◆ Extracted material:
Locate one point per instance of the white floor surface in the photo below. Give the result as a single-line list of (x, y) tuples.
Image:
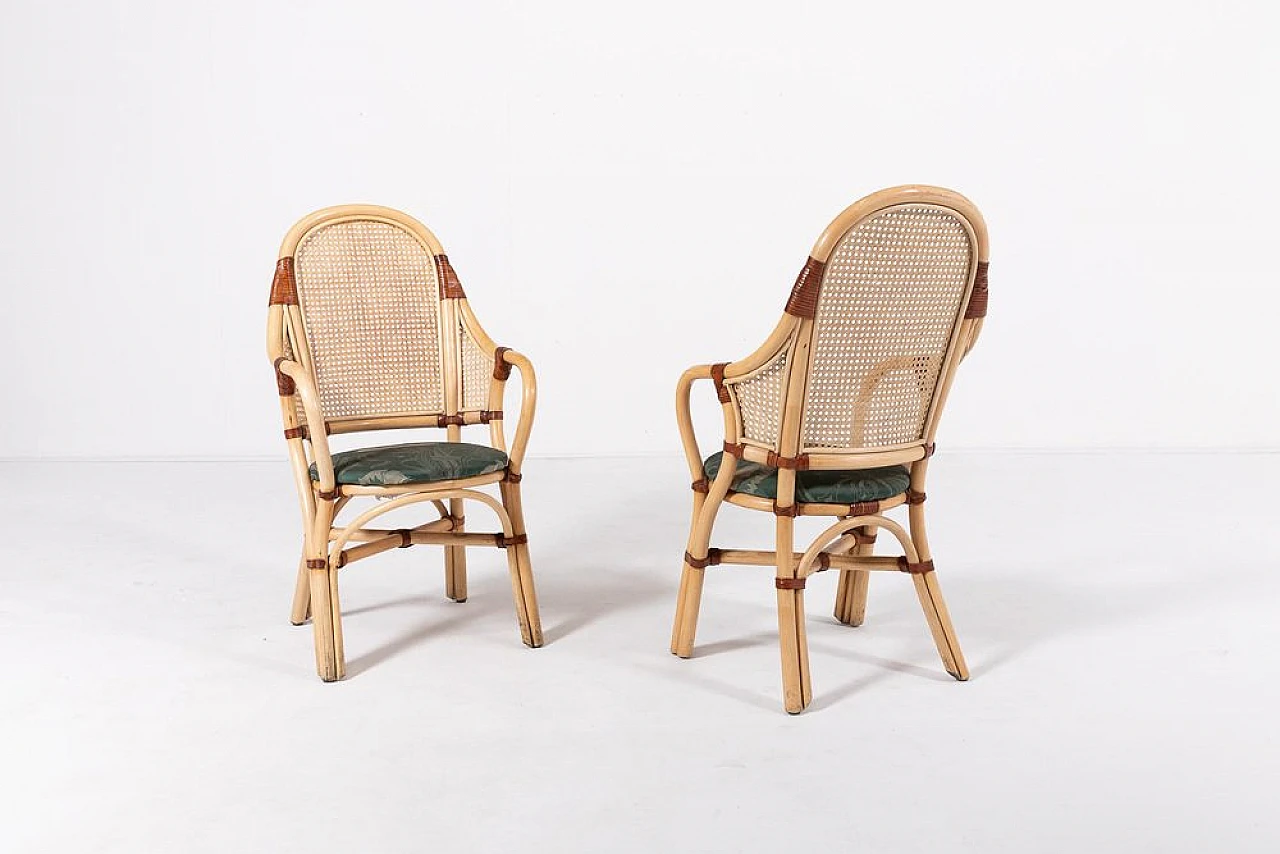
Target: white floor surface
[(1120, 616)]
==
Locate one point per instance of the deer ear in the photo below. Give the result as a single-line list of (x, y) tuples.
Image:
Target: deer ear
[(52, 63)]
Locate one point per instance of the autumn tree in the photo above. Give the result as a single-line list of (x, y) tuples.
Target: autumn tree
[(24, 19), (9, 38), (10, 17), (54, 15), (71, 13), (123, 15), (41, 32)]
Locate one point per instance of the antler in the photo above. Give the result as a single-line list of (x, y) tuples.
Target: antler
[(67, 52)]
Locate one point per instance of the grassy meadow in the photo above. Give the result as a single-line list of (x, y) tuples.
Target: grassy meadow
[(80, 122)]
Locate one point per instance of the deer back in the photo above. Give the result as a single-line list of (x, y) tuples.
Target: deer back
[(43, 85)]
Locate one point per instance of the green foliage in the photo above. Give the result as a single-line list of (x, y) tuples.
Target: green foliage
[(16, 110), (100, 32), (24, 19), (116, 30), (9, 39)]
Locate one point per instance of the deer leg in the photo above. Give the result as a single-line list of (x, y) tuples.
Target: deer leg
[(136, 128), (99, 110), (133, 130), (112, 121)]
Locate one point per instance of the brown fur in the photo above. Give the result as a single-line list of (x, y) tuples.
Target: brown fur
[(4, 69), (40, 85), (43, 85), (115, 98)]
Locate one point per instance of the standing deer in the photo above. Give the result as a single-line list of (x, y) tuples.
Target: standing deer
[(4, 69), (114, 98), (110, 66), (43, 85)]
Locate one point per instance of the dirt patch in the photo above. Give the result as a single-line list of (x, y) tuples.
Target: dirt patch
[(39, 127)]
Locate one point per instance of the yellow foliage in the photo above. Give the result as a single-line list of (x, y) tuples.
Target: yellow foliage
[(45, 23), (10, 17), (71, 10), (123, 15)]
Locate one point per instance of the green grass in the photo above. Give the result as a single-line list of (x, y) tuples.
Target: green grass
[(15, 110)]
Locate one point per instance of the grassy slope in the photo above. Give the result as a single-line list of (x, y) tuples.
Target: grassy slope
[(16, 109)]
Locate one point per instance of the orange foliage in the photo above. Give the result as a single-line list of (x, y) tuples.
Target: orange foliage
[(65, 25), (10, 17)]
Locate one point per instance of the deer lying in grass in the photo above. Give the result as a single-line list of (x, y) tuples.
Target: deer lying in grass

◆ Exercise directions:
Copy verbatim the lines above, beginning at the line that contains "Locate one point per instance of the deer lying" and stopping after the line that contains "Target: deer lying in grass".

◆ Task solution:
Locate one point per instance of the deer lying in grass in the photo above. Give the result as a single-line list of (x, y) tuples.
Target: deer lying in grass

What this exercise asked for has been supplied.